--- start Exercise input ---

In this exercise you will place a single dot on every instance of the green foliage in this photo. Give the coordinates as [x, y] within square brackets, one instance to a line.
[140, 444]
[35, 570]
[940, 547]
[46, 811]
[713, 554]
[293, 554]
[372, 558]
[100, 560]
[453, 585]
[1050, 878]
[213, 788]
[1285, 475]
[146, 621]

--- end Exercise input ---

Instruction:
Scale the rows above by copying every line, requests included, and multiplying each coordinate in the answers by 2.15. Round each result to the nearest whole number, rounding halves up.

Output of the exercise:
In this exercise you will place a single dot on every instance of the green foliage in this photo. Give the coordinates as [x, y] within square brackets, one instance to a line.
[301, 955]
[75, 1226]
[2021, 1176]
[99, 1744]
[1533, 1191]
[630, 1191]
[800, 1200]
[215, 1204]
[974, 1258]
[2258, 1888]
[458, 1694]
[2763, 1021]
[314, 1335]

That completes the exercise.